● CHALLENGE 1:
Rewrite the passage of the Poisson process notes running from "4. Radiation particles" down to "chances to appear.", changing "numbers" to "values" each time it occurs.
● CHALLENGE 2:
Continue the lab notes on the Poisson process past their last line.
===== PROVIDED TEXT =====
Today's lab has two topics:

  1. The Poisson process model. This is a model for events that happen "randomly" in time. It pops up in Homework 5.
  2. Solving least-squares problems with a computer.

The Poisson process

Homework 5 uses a Poisson process model in the context of website updates: A website could be updated at any time, and you can't really predict when an update will happen based on previous update times.

Here are a few more situations where events could be modeled by a Poisson process:

  1. Cars are arriving at an intersection when traffic is flowing freely.
  2. Customers are visiting an online store.
  3. Rain drops are falling on a field during a storm.
  4. Radiation particles are being emitted by a radioactive object.

We use the term "random variable" for numbers or single quantities that are random, but of course other things can be random, too. A Poisson process is a random set of numbers. For example:

  1. The times when cars or customers arrive, or when radiation particles are emitted.
  2. The places where rain drops fall.

It arises any time the set has just two properties:

A. All numbers that are possible have equal chances to appear.
===== STORED DATA =====
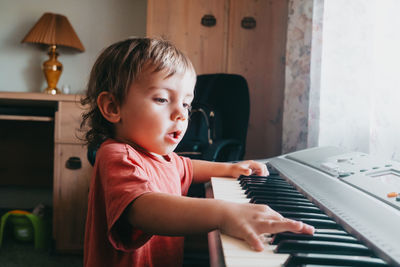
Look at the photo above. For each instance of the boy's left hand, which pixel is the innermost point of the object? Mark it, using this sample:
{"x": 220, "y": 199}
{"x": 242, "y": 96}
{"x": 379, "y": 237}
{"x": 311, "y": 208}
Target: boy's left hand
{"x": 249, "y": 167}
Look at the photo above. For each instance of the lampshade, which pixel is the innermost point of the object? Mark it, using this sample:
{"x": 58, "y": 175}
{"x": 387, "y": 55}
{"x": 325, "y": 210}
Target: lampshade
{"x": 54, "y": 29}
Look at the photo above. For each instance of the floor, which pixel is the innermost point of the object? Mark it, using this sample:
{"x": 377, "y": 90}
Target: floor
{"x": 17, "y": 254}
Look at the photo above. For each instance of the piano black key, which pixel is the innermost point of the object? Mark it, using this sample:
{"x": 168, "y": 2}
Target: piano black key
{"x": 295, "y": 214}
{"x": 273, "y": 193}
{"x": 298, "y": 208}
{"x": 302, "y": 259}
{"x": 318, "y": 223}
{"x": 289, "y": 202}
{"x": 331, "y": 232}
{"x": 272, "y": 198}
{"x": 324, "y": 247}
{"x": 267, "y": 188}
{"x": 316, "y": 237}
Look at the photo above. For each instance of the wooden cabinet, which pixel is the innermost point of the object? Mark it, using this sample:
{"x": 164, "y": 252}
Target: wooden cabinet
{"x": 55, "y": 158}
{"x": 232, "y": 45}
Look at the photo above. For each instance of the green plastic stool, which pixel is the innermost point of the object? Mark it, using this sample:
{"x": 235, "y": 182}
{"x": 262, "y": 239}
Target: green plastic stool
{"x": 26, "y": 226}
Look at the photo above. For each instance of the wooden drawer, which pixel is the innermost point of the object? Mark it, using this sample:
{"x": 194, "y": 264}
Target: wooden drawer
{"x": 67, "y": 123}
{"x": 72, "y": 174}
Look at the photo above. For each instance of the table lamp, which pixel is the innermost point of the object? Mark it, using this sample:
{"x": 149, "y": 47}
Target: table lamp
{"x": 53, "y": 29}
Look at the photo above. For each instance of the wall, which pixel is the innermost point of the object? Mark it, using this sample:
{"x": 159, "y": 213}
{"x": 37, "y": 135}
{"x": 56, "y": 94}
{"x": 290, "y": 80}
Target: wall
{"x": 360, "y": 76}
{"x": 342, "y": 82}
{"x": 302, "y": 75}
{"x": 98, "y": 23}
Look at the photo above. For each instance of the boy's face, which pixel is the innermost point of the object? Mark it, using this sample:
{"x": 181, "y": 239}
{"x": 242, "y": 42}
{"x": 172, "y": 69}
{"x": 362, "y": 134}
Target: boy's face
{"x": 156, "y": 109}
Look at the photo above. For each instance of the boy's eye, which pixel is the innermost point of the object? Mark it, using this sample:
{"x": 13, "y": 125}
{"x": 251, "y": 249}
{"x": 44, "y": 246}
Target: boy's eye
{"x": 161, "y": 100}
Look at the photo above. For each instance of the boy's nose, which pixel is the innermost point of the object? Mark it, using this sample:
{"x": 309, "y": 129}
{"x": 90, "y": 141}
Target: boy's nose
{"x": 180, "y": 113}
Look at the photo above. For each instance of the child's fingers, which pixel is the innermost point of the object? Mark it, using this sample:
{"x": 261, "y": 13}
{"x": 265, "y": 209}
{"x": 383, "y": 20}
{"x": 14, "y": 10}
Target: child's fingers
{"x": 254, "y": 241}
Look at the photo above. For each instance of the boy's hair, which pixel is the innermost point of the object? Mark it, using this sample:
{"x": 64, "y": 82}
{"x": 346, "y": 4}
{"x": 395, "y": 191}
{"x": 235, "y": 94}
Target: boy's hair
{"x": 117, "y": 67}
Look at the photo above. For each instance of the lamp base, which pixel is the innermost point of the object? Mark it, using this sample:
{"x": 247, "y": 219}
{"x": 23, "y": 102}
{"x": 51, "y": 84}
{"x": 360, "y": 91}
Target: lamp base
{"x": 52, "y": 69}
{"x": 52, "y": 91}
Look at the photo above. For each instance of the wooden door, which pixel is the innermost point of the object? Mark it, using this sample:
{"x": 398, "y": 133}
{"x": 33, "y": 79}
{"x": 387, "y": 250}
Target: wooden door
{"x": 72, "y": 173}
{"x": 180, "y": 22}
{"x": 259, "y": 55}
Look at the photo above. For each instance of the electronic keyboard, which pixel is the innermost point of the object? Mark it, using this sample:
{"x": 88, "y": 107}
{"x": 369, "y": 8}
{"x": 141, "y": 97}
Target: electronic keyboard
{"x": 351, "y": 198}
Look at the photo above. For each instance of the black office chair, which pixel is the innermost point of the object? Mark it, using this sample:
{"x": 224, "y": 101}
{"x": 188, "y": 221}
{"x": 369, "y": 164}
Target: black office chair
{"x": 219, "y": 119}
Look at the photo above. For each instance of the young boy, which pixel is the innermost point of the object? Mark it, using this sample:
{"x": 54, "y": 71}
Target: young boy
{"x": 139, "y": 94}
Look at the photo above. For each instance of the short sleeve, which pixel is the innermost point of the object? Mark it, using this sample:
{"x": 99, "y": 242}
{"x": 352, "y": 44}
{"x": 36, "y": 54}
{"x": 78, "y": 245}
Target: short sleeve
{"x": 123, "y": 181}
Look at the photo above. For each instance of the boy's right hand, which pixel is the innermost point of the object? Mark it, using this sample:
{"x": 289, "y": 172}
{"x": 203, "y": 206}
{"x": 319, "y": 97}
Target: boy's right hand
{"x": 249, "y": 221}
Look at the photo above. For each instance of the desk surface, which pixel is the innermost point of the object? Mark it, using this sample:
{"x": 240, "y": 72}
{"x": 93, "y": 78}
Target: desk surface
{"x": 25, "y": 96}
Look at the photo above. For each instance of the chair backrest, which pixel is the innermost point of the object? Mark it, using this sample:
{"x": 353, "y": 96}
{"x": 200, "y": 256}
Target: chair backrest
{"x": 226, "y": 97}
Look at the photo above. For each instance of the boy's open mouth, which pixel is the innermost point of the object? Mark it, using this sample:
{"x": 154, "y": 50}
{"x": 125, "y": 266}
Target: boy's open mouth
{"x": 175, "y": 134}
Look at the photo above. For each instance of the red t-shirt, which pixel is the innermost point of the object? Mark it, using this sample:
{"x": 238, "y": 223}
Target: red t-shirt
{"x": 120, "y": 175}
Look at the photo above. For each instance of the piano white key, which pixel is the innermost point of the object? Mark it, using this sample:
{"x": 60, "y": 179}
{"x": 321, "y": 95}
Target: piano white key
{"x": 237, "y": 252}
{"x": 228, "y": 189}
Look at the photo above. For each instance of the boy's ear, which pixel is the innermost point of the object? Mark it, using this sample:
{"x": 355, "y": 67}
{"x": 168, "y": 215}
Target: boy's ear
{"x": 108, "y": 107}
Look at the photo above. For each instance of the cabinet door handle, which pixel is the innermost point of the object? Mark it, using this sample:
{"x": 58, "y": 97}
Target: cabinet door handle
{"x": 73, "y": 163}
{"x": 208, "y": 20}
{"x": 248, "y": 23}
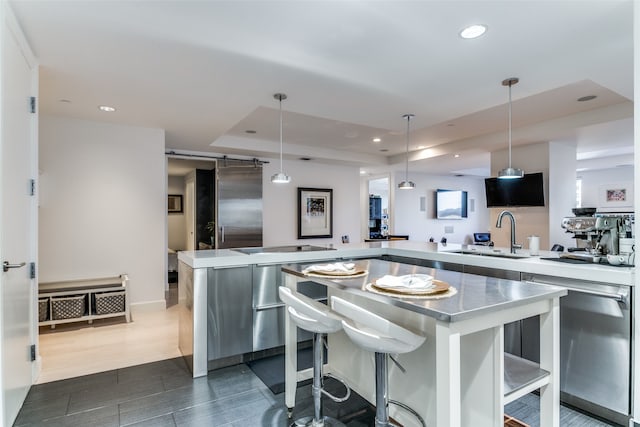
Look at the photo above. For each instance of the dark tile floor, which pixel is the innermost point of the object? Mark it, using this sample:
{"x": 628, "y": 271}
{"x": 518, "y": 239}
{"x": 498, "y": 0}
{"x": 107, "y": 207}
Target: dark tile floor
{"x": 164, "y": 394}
=====
===== STORED DATA =====
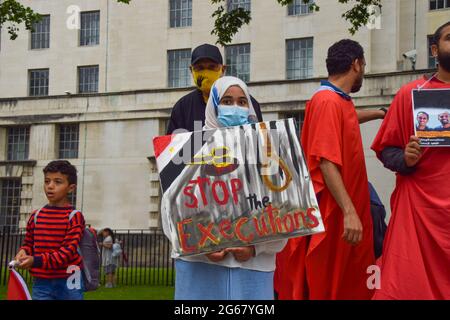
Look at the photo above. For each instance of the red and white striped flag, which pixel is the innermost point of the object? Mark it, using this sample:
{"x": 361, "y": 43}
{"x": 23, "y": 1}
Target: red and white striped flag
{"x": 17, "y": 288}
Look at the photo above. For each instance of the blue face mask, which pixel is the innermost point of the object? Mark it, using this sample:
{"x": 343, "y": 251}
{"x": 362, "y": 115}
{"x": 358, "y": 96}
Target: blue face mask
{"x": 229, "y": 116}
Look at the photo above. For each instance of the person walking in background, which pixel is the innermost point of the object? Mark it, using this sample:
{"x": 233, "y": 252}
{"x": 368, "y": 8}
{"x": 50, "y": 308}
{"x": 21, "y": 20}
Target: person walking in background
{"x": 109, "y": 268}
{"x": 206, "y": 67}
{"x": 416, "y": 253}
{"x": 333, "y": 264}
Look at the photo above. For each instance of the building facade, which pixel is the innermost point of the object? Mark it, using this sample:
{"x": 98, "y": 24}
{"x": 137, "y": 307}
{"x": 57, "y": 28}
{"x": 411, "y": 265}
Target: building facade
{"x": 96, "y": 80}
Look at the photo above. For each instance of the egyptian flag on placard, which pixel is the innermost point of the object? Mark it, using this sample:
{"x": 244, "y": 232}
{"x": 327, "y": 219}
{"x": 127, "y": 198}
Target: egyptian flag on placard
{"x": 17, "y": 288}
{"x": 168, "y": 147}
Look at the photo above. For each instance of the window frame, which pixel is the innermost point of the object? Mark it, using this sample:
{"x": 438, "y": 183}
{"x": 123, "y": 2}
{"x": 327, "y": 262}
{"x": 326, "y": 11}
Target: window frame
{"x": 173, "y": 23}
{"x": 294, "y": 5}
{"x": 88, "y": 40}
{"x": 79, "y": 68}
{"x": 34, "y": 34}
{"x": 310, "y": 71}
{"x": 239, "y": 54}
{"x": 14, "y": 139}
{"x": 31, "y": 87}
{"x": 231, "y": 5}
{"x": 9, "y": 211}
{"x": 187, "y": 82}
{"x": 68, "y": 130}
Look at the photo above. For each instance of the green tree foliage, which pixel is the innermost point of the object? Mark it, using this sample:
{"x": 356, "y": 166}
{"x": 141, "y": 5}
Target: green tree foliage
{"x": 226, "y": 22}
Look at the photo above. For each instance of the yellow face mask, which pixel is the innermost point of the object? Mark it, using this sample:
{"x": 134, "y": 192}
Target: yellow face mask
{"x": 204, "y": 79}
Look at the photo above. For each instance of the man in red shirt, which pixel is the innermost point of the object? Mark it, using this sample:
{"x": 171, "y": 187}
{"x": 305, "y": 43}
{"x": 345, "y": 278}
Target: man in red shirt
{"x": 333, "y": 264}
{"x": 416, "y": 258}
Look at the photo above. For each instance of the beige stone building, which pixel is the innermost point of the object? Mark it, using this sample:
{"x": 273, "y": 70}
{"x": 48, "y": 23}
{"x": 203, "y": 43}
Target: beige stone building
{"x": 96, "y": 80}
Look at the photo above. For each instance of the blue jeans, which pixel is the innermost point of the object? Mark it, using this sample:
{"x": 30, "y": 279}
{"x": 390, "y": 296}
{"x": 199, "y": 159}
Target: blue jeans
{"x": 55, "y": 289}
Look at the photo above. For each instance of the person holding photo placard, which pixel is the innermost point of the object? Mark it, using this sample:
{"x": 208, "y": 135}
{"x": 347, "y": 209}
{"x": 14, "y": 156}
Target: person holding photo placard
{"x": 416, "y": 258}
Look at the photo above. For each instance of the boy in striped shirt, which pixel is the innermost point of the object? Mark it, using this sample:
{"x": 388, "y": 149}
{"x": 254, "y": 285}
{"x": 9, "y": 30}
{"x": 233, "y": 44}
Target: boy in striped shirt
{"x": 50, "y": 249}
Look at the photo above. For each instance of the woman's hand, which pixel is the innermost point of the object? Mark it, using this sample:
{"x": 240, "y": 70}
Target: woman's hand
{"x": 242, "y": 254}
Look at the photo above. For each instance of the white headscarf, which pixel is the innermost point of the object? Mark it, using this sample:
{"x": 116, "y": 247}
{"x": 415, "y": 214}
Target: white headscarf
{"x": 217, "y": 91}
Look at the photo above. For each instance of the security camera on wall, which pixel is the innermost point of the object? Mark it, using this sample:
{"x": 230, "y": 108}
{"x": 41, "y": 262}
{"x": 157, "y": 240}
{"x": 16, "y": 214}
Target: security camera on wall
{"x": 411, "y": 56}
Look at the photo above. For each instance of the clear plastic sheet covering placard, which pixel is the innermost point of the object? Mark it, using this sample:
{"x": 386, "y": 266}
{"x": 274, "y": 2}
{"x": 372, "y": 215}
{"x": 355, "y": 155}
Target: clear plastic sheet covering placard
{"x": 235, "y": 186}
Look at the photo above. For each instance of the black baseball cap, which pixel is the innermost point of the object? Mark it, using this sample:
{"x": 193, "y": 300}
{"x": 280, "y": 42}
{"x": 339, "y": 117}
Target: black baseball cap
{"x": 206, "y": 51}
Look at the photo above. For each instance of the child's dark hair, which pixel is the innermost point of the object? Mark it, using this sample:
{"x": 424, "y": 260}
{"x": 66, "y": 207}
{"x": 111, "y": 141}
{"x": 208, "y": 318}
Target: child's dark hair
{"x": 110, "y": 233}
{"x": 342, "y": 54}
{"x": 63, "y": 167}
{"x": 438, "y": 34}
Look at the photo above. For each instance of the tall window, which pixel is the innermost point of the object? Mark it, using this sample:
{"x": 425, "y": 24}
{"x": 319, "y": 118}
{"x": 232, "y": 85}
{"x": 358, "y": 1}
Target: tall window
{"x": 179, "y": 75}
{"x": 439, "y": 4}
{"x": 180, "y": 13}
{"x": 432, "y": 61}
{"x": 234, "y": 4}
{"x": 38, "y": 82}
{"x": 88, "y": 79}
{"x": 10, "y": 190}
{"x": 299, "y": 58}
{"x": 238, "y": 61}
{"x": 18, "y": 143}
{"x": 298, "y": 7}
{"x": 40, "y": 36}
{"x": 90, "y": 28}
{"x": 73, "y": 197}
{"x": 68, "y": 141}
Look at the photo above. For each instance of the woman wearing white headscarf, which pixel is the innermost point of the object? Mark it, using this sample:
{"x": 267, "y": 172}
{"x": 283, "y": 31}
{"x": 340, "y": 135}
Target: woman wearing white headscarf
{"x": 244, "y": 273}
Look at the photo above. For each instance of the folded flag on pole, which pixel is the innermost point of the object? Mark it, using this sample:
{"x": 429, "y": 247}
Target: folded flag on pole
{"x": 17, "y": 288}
=====
● FINAL RESULT 1:
4. Radiation particles are being emitted by a radioactive object.

We use the term "random variable" for values or single quantities that are random, but of course other things can be random, too. A Poisson process is a random set of values. For example:

  1. The times when cars or customers arrive, or when radiation particles are emitted.
  2. The places where rain drops fall.

It arises any time the set has just two properties:

A. All values that are possible have equal chances to appear.

● FINAL RESULT 2:
B. Knowing that certain numbers appear in the set doesn't tell you anything about whether other numbers appear in the set. In other words, numbers appear independently in the set.

The second assumption is often problematic. For example, it's violated to some degree in the following situations:

  1. Cars are arriving at an intersection, but they all arrive around the same time because they were waiting for a light at a previous intersection.
  2. Customers are visiting an online store, but sometimes a big event (like a new product launch) makes many customers visit at the same time.

Question 1

Explain why.

SOLUTION: Situation 1: knowing that one car has arrived, you could predict that many other cars are about to arrive. Situation 2: knowing that an unusually-high number of customers have visited in the last minute, you could predict that many other customers are about to visit in the next minute.

Ooober

Suppose you are working in the Public Relations office at the ridesharing company Ooober. Your company is somewhat prone to scandal. Normally, one or two scandals are okay, but it is very bad when more than 3 scandals happen in one month, because then the media starts to write "pile-on" stories about how scandal-prone Ooober is.

You would like to model scandals and estimate how likely it is for more than 3 scandals to happen in a month.

Run the next cell to load the scandals table. It corresponds to the following schema:

scandals(primary key (scandal_id), time)

The times are given in fractions of a month from January 2014 to December 2015. For simplicity, in this lab, just assume every month has 30 days and every day has 24 hours.


In [43]:
scandals = pd.read_csv('scandals.csv')
scandals.set_index('scandal_id', inplace=True)
scandals

The following cell defines a function for viewing timelines of events.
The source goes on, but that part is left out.